CAMP FOSTER, Okinawa — In a little more than a year or so, you won’t have to leave the base to get to Camp Foster.
The new timetable for completing a tunnel connecting the two separate sections of this centrally located Marine base calls for work to be done in March 2005.
The $18 million project is well under way, said Phil Kimball Jr., a civil engineer in the Facilities Engineer Division in the Public Works Branch of Marine bases on Okinawa. Some early construction delays have been resolved; the project completion date has been pushed back from next fall to March 31, 2005.
The project’s tab is being picked up by Japan’s Defense Facilities Administration under the Japan Facilities Improvement Program.
Motorists now must leave one side of the base and drive a short stretch of Highway 330 to enter a gate to the other half. But the tunnel will move traffic from the apartment towers on Camp Foster’s Kishaba side under four lanes of busy Highway 330. It will come out near the rear of the base exchange area.
It should cut the number of Y-plated or U.S.-owned cars on the busy highway during rush-hour traffic, Kimball said.
The tunnel will join the area containing Kishaba family housing, the Marine headquarters building and Kubasaki High School to the main base. It will accommodate two lanes of traffic, a bicycle path and pedestrian sidewalks.
In the coming decade, the Futenma Housing Area, at the rear of the exchange, will be redeveloped with new multiplex housing, a new hospital and middle school, base officials have said.

★ ★ ★ ★ ★

*QUESTIONS TO ANSWER:*
#1 In the Camp Foster tunnel article, which agency is paying for the project?
#2 Reproduce word for word the stretch of the Camp Foster tunnel article from "It should cut" through "and pedestrian sidewalks.".

★ ★ ★ ★ ★

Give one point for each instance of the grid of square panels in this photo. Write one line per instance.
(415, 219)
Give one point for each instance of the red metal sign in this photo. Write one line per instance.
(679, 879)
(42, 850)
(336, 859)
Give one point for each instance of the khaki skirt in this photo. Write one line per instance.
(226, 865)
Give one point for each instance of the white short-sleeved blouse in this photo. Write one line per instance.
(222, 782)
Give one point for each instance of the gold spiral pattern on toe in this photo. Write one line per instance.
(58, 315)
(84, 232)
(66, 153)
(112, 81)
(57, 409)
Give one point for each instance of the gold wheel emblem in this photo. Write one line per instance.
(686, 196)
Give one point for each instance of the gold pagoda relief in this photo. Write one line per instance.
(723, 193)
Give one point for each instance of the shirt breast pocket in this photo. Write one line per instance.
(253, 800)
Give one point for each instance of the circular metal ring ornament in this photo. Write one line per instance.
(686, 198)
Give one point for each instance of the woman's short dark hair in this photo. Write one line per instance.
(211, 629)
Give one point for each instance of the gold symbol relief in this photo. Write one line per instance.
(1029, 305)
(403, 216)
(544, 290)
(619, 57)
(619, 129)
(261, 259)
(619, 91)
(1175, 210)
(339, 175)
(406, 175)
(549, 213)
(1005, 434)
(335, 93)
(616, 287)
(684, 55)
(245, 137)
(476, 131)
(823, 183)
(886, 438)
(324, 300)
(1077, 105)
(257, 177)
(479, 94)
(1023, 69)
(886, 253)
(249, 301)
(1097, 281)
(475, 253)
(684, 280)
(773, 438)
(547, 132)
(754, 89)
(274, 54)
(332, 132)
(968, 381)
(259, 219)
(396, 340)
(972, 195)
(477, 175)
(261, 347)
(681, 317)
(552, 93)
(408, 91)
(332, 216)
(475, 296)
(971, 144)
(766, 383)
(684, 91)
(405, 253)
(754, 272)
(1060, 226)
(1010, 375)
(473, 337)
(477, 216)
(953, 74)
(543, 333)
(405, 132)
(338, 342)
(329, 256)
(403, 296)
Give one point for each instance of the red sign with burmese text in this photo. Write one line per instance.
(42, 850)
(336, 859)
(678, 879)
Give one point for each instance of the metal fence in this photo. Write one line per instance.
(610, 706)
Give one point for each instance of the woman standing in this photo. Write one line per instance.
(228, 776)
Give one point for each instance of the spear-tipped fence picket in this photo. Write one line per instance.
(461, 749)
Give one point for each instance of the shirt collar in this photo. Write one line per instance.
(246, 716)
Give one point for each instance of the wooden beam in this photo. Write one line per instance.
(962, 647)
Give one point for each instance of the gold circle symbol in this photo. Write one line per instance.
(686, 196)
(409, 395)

★ ★ ★ ★ ★

*ANSWERS TO THE EXERCISES:*
#1 Japan's Defense Facilities Administration is paying for it under the Japan Facilities Improvement Program.

#2
It should cut the number of Y-plated or U.S.-owned cars on the busy highway during rush-hour traffic, Kimball said.
The tunnel will join the area containing Kishaba family housing, the Marine headquarters building and Kubasaki High School to the main base. It will accommodate two lanes of traffic, a bicycle path and pedestrian sidewalks.